(Work required) From the data below, copy out every line in which the word "that" occurs.

- Opening Delimiter -

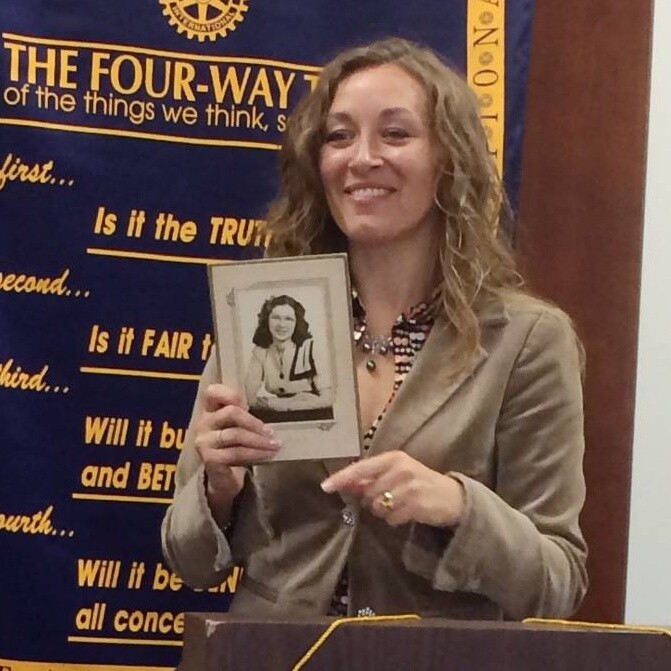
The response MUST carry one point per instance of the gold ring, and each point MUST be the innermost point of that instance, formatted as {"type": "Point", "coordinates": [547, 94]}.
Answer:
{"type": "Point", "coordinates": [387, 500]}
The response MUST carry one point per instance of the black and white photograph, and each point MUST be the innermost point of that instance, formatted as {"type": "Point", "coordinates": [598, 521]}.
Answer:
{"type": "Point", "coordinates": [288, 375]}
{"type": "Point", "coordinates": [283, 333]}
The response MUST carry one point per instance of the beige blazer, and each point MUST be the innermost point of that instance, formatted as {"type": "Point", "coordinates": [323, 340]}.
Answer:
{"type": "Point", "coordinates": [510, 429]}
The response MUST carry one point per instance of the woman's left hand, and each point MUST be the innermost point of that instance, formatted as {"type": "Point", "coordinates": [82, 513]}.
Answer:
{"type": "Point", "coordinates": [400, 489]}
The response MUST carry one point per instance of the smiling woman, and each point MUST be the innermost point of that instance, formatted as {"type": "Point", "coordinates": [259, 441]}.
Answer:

- Closing Delimiter -

(Output of the task)
The response MUST carry one point per instance of the gold ring, and each point MUST be the innermost point of that instance, formatted as {"type": "Point", "coordinates": [547, 94]}.
The response MUST carry one point per instance of the black and white photograph, and each point MUST be the innermost point of that instance, formatted as {"type": "Point", "coordinates": [598, 521]}.
The response MUST carry one point per instance of the beige blazer, and each point MUST be the innermost point of that instance, formatted as {"type": "Point", "coordinates": [323, 340]}.
The response MUST carry one point per instance of the woman's left hand, and each point MUST be the innermost point of that instance, formatted as {"type": "Point", "coordinates": [82, 513]}.
The response MUST carry one point per instance of the smiling woman, and each point MUST be the innermost point of that instance, formatted as {"type": "Point", "coordinates": [259, 441]}.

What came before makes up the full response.